== Exercises to complete ==
(a) Return the passage of the Portland climate refugee post from "Portland prepares for" up to and including "on human civilization.", copied word for word.
(b) Using the Portland climate refugee post, state whether each statement agrees with it, answering yes or no and quoting the deciding words: (i) Kat West directs the Office of Sustainability of Multnomah County; (ii) the Colorado River supplies water to five western states; (iii) Denver and Salt Lake City are also expected to face serious water shortages.
(c) Write the next portion of the Portland climate refugee post, beginning after its final sentence.

Start of Text provided

Saturday, 11 June 2011

Portland prepares for millions of climate refugees from Las Vegas and Los Angeles

Soon to be the new home for Hollywood and the Las Vegas casinos?

Millions of desperate climate refugees from Los Angeles, Las Vegas, Phoenix, Denver and other cities are expected to flee to Portland in the next decades, if we are to believe Kat West, director of the Multnomah County (incl. the city of Portland) Office of Sustainability:

Climate disruption will be the defining issue of this century and probably for centuries to come. No famine, no war, no plague, not even natural disasters will compare with the impacts of this event on human civilization.
University of Arizona studies indicate that if greenhouse gases continue to go unchecked, the overused Colorado River – which supplies municipal and agricultural water to seven western states – may be reduced to half of its current flow under a plausible worst-case scenario.
The great cities of Phoenix, Los Angeles and Las Vegas could start to empty out after desperate measures to import water from other areas (including ours) fails. And it’s not just the Southwest that will be impacted; the populations of Denver and Salt Lake City also will face serious water shortages.

End of Text provided
Start of Extracted records

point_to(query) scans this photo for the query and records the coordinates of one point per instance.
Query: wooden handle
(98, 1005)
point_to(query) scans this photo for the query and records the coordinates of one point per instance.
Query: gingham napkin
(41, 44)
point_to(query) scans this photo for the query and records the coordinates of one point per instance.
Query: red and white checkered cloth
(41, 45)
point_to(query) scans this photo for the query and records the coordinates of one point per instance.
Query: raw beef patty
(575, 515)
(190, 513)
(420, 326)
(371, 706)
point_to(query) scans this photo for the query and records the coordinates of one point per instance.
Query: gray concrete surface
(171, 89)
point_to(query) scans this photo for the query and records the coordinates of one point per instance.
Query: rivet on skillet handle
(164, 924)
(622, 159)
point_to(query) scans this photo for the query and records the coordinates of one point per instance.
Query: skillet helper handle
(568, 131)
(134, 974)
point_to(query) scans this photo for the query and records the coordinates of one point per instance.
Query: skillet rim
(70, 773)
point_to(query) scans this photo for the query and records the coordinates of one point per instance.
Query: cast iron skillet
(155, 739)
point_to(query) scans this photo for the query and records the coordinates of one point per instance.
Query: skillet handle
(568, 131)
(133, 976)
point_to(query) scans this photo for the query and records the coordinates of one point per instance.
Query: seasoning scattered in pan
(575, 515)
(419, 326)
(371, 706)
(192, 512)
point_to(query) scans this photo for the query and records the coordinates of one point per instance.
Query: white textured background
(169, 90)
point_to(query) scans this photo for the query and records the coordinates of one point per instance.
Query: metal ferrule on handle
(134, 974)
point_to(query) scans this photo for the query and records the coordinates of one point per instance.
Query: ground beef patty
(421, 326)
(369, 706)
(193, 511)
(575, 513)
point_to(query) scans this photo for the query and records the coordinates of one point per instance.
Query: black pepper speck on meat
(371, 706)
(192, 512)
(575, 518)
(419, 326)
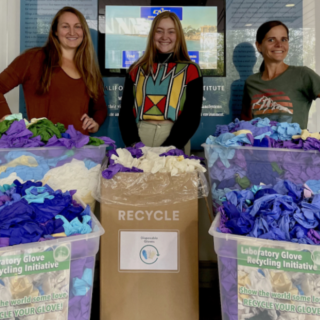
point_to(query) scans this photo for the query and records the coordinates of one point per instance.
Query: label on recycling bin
(276, 283)
(148, 251)
(34, 282)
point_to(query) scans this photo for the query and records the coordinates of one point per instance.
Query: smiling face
(165, 36)
(69, 31)
(275, 45)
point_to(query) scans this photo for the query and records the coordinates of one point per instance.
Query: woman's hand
(89, 124)
(4, 117)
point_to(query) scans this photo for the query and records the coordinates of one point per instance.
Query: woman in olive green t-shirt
(280, 92)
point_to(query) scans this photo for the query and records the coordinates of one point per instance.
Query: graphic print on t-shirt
(273, 104)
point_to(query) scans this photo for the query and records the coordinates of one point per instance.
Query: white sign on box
(148, 250)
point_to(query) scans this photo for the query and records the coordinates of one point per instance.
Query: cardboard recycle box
(149, 253)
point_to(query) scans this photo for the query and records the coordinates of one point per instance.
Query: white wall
(10, 43)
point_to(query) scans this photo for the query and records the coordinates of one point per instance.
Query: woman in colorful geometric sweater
(162, 97)
(280, 92)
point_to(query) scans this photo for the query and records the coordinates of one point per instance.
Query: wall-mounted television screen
(124, 29)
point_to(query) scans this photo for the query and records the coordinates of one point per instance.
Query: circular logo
(149, 254)
(61, 253)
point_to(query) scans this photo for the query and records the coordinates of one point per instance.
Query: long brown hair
(180, 52)
(263, 30)
(85, 57)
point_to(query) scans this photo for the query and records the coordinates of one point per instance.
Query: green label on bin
(34, 282)
(55, 259)
(279, 259)
(276, 283)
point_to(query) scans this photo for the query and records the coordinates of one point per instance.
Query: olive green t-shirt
(286, 98)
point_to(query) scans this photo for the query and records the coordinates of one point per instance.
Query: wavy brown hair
(180, 52)
(262, 32)
(85, 57)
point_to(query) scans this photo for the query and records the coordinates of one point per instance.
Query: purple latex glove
(4, 242)
(139, 145)
(108, 141)
(62, 142)
(79, 139)
(136, 153)
(314, 236)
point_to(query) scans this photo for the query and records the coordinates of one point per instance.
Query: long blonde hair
(180, 52)
(85, 57)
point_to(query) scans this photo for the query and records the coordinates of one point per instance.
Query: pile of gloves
(145, 159)
(31, 212)
(283, 212)
(240, 168)
(16, 132)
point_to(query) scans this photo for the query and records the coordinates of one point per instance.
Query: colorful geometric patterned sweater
(171, 91)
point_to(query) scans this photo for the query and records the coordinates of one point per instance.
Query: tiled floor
(209, 302)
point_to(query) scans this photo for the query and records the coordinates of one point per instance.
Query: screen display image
(127, 29)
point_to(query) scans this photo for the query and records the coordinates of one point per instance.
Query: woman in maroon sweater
(61, 81)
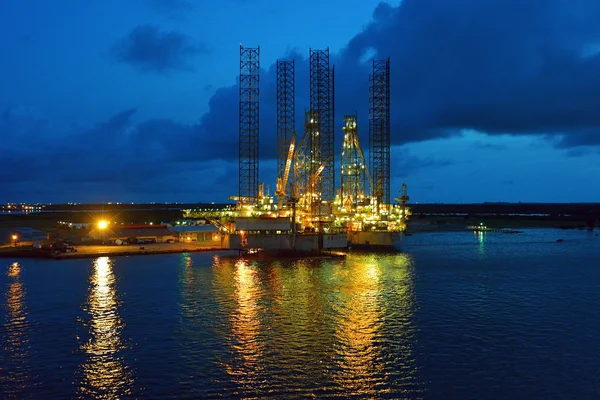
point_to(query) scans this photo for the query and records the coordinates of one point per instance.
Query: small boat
(510, 230)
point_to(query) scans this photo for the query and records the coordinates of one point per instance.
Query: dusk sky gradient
(137, 100)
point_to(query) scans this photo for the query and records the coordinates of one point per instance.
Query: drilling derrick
(354, 174)
(307, 162)
(322, 128)
(248, 125)
(379, 134)
(286, 122)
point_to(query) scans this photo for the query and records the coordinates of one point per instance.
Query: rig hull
(307, 242)
(375, 239)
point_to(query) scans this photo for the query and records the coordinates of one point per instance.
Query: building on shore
(135, 233)
(23, 236)
(204, 234)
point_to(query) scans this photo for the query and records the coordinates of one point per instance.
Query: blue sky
(137, 100)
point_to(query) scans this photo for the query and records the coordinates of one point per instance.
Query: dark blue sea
(453, 316)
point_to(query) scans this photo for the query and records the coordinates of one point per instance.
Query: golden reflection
(16, 343)
(376, 294)
(245, 325)
(105, 375)
(359, 321)
(481, 240)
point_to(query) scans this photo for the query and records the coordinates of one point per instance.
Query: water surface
(456, 315)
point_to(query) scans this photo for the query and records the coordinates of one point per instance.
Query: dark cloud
(110, 161)
(404, 164)
(150, 49)
(498, 66)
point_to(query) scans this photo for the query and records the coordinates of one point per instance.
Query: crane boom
(288, 163)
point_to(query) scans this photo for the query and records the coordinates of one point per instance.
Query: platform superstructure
(307, 213)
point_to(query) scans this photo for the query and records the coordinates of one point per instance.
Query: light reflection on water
(304, 328)
(15, 370)
(104, 374)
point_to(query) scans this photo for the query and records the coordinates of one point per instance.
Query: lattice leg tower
(248, 124)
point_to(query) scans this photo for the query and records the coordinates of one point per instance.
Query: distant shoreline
(84, 251)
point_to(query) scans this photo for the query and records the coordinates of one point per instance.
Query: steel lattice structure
(248, 124)
(379, 132)
(305, 165)
(286, 114)
(353, 171)
(322, 105)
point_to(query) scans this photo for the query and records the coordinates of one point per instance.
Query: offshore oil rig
(307, 212)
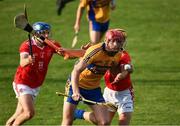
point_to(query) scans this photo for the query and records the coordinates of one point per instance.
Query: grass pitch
(153, 41)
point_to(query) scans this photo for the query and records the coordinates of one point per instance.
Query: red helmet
(116, 34)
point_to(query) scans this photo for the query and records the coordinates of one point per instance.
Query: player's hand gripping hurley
(107, 104)
(75, 39)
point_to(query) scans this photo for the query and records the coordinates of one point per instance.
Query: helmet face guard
(118, 35)
(42, 28)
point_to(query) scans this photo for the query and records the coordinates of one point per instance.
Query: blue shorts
(100, 27)
(93, 95)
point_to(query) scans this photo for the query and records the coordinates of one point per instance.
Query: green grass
(153, 41)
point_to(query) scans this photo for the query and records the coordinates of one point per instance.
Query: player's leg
(69, 105)
(88, 116)
(101, 114)
(18, 111)
(25, 108)
(124, 118)
(28, 112)
(68, 113)
(125, 107)
(94, 35)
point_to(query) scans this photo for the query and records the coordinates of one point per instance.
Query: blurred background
(153, 28)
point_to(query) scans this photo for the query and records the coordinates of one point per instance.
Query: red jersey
(122, 84)
(34, 74)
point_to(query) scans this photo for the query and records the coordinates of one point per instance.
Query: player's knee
(29, 114)
(67, 122)
(125, 119)
(103, 122)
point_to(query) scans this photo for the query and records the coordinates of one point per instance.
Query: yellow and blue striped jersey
(98, 62)
(97, 10)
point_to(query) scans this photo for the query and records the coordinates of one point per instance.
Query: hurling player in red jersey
(118, 90)
(31, 72)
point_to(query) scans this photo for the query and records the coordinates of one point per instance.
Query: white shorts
(123, 99)
(22, 89)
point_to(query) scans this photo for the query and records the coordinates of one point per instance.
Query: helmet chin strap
(111, 53)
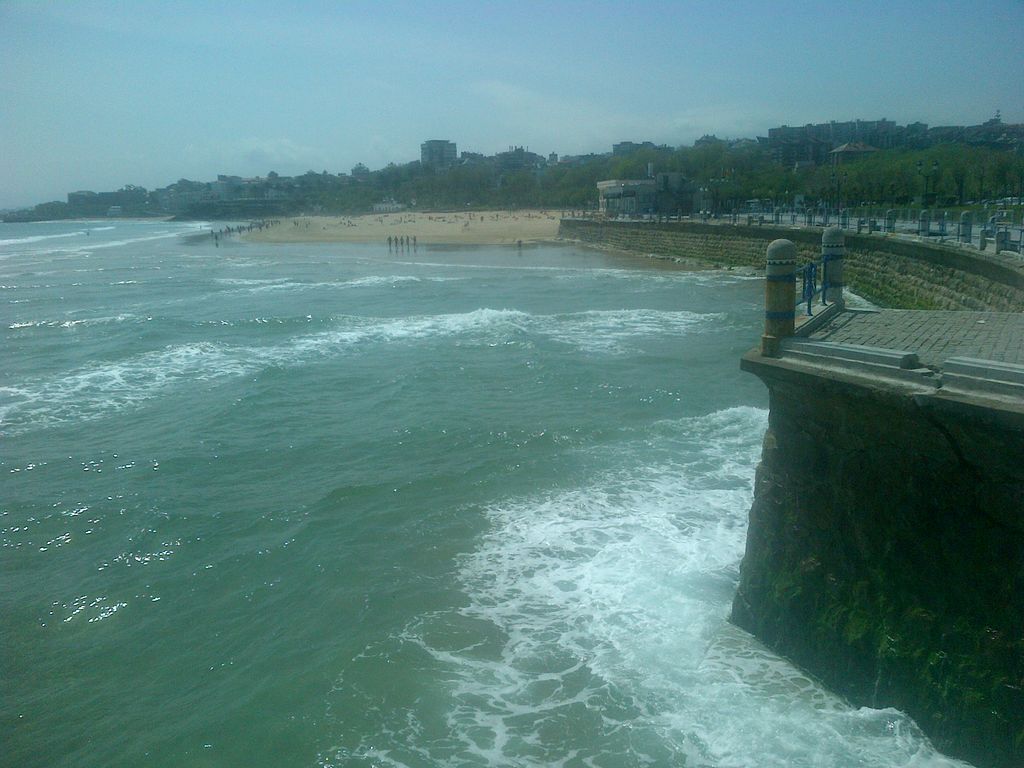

End of Extracted records

== Solved tasks ==
(a)
Portland prepares for millions of climate refugees from Las Vegas and Los Angeles

Soon to be the new home for Hollywood and the Las Vegas casinos?

Millions of desperate climate refugees from Los Angeles, Las Vegas, Phoenix, Denver and other cities are expected to flee to Portland in the next decades, if we are to believe Kat West, director of the Multnomah County (incl. the city of Portland) Office of Sustainability:

Climate disruption will be the defining issue of this century and probably for centuries to come. No famine, no war, no plague, not even natural disasters will compare with the impacts of this event on human civilization.

(b)
(i) Yes: "Kat West, director of the Multnomah County (incl. the city of Portland) Office of Sustainability"
(ii) No: "which supplies municipal and agricultural water to seven western states"
(iii) Yes: "the populations of Denver and Salt Lake City also will face serious water shortages"

(c)
Millions of displaced Americans could be on the move. They will not be the first climate refugees in the world, nor the last, but they certainly will be knocking on our door.
We really have only two choices: stamp our feet in frustration or seize this opportunity to prepare for these inevitable guests. If we choose opportunity, we need to start incorporating a revised population estimate into our planning scenarios immediately. We could be facing a population that tops 6 million people in the metro region in the not-too-distant future

Read the entire article here


It is, of course, quite OK for city and county officials anywhere to make plans for dealing with possible natural disasters and other unexpected events. But when a highly paid official describes the future in the way Ms. West does, at least a few taxpayers in Portland may begin to wonder, do we get value for our money?

Multnomah County, the most populous county in Oregon, including the city of Portland, employs 4500 people. The Office of Sustainability modestly describes itself in this way:

"Multnomah County, headquartered in Portland, OR, is a national leader in promoting sustainability"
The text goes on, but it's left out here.